(Requirements):
Copy out each line of the data below that contains the string "fence".

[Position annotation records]
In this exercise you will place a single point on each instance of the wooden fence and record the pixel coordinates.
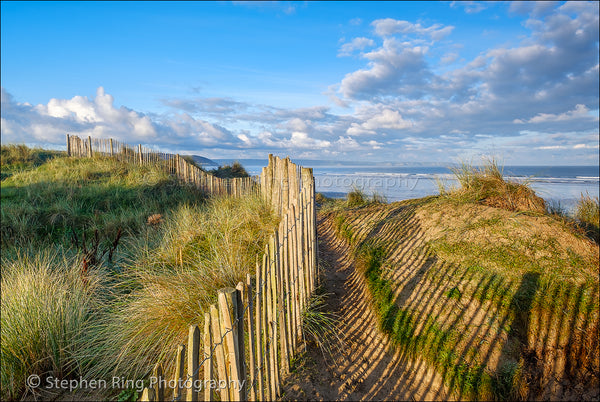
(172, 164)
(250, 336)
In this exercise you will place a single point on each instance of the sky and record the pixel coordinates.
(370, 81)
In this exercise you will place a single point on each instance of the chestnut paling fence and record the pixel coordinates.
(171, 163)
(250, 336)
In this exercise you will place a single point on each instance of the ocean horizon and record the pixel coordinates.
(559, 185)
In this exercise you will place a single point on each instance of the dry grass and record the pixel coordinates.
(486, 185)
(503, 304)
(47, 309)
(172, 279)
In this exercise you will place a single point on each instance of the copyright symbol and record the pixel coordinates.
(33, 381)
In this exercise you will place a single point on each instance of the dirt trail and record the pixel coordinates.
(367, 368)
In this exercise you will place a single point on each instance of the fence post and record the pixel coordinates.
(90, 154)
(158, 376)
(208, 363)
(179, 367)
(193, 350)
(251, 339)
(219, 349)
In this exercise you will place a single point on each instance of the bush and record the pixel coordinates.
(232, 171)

...

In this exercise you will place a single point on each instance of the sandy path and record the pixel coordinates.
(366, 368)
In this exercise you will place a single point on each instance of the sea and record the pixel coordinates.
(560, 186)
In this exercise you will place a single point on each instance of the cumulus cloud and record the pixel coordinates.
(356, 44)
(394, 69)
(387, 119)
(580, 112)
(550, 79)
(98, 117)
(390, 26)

--

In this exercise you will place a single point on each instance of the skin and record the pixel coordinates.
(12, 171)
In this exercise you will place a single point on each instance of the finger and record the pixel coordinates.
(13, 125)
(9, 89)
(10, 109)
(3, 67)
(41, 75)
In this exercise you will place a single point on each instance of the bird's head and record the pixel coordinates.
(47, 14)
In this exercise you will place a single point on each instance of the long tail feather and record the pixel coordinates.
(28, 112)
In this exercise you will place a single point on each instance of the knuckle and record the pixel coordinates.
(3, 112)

(Solution to the problem):
In this exercise you will place a single point on each instance of the wooden fence and record the pixel coordinates.
In this exercise you will place a single point on each instance of the chestnut paling fence and record the pixel coordinates.
In this exercise you will place a single point on each instance of the fence post and record the pixel coordinates.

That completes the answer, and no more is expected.